Copy the data below exactly.

--- Supplied data Enclosed Below ---

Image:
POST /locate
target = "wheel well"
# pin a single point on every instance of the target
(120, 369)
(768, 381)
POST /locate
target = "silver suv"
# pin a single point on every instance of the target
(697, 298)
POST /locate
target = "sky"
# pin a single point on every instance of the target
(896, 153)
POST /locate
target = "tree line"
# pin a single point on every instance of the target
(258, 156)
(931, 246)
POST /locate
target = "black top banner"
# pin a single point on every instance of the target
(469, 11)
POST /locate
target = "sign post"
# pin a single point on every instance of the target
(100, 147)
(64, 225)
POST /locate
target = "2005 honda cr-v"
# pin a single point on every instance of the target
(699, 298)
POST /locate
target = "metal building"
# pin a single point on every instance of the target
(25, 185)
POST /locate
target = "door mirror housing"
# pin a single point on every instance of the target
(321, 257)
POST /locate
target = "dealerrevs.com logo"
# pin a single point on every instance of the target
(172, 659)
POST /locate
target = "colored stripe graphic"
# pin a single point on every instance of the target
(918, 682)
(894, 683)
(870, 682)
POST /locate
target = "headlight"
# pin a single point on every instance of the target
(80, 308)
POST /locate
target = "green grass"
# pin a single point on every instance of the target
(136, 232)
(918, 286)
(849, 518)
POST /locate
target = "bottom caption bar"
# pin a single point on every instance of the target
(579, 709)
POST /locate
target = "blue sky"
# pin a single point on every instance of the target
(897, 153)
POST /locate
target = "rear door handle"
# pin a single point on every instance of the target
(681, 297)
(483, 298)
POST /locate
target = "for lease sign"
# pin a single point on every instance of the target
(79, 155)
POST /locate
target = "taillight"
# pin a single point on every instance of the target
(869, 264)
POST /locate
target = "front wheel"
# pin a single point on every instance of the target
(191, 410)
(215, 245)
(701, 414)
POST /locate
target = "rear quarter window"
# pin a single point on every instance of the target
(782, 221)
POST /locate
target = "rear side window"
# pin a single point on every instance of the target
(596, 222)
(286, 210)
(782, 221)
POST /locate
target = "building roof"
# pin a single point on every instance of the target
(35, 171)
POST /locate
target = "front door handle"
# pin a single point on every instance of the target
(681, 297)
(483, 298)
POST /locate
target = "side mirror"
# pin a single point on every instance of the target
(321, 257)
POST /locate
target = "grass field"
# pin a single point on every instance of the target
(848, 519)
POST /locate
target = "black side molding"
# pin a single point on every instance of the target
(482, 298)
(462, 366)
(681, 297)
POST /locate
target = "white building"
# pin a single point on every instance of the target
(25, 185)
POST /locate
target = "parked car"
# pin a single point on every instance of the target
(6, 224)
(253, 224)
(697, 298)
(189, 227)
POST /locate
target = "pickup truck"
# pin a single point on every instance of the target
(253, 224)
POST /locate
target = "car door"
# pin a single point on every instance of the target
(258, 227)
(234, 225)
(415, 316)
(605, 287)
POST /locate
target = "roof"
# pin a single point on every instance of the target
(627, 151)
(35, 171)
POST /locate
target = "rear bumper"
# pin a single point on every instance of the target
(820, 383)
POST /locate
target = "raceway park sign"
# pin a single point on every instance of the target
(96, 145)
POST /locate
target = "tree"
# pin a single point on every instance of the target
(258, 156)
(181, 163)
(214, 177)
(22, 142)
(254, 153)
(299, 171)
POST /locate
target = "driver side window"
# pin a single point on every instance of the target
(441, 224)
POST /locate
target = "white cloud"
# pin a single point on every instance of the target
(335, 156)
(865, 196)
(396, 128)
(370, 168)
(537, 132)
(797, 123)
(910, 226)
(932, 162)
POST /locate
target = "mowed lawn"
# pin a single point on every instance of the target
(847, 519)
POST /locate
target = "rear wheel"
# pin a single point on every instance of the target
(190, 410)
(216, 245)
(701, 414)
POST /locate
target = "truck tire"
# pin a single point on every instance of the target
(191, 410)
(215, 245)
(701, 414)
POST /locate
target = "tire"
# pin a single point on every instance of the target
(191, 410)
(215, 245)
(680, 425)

--- End of Enclosed Supplied data ---

### Exercise response
Image:
POST /locate
target = "wheel well"
# pin a single point on every instance of the target
(120, 369)
(768, 381)
POST /locate
target = "silver suv"
# pin a single point on every instance of the target
(697, 298)
POST /locate
target = "sky"
# pin a single point on every instance of the target
(896, 153)
POST /locate
target = "tree line"
# pin a single point on every instance of the target
(258, 156)
(931, 246)
POST /locate
target = "black top banner"
# pin a single point on every instance of the target
(469, 11)
POST /locate
target = "sign post"
# pin a single point on every instance of the target
(100, 147)
(64, 225)
POST /locate
target = "2005 honda cr-v"
# pin a single point on every instance of the target
(699, 298)
POST /locate
target = "metal building"
# pin a single point on every instance of the target
(25, 185)
POST /locate
target = "door mirror housing"
# pin a single point on every instance of the target
(321, 257)
POST /locate
target = "dealerrevs.com logo"
# pin a single point on every instance of the target
(172, 659)
POST /locate
target = "colored stripe graphic"
# pin a single point on every instance of the target
(918, 682)
(894, 683)
(870, 682)
POST /locate
target = "headlight"
# pin a single point on every instance of the target
(80, 308)
POST /locate
target = "green grass"
# pin a single point on every instance of the target
(136, 232)
(918, 286)
(849, 518)
POST /locate
target = "bottom caption bar"
# pin a single point on every instance of the target
(579, 709)
POST /locate
target = "blue sky"
# pin a single point on every instance of the target
(897, 153)
POST /locate
target = "rear door handle"
# pin a single point on every instance of the target
(681, 297)
(483, 298)
POST /locate
target = "for lease sign"
# pin a single point on every instance of the target
(79, 155)
POST /locate
target = "taillight"
# pin a single point on every instance of the target
(869, 264)
POST /locate
target = "front wheel"
# pin a single point on every instance of the target
(191, 410)
(215, 245)
(701, 414)
POST /locate
target = "rear quarter window"
# pin a single point on every instance of the target
(782, 221)
POST /locate
target = "rear side window"
# pin a single point on every instance of the target
(596, 222)
(286, 210)
(782, 221)
POST /locate
target = "building roof"
# pin a single point on every instance of the target
(35, 171)
POST /locate
target = "front door handle"
# pin a single point on every instance of the target
(681, 297)
(483, 298)
POST /locate
target = "side mirror"
# pin a single point on every instance of the target
(321, 257)
POST /locate
target = "grass field"
# pin a single point on every instance of the target
(848, 519)
POST /locate
target = "black side molding"
# pin a single point on every instance of the target
(482, 298)
(462, 366)
(681, 297)
POST /locate
target = "white building"
# pin a single point on every instance of the target
(25, 185)
POST /locate
target = "parked car"
# pin a single point on every instance of the target
(6, 224)
(253, 224)
(697, 298)
(189, 227)
POST /locate
target = "pickup truck"
# pin a single point on every instance of the target
(253, 224)
POST /locate
target = "car door"
# pin a single point on every instance of the target
(258, 227)
(234, 225)
(415, 316)
(605, 287)
POST /locate
target = "roof"
# pin a single point on every instance of the target
(627, 151)
(35, 171)
POST /locate
target = "rear bumper"
# pin a single point on every instance of the target
(820, 383)
POST /locate
target = "raceway park sign"
# pin a single point on every instance of the target
(96, 145)
POST /locate
target = "tree"
# pin a single point on every instance of the target
(258, 156)
(181, 163)
(214, 177)
(22, 142)
(254, 153)
(299, 171)
POST /locate
target = "driver side window"
# pin a single point on every instance of the target
(441, 224)
POST /locate
target = "white cloud"
# pin a single point on every instance of the target
(335, 156)
(865, 196)
(396, 128)
(370, 168)
(537, 132)
(797, 123)
(910, 226)
(932, 162)
POST /locate
target = "mowed lawn"
# pin a single point on every instance of the target
(847, 519)
POST /locate
target = "rear wheel"
# pin a single point on every instance of the target
(190, 410)
(216, 245)
(701, 414)
POST /locate
target = "truck tire"
# pin a single point on every instance of the target
(191, 410)
(215, 245)
(701, 414)
POST /locate
target = "tire"
# pin a single point on every instance of the target
(191, 410)
(215, 245)
(680, 425)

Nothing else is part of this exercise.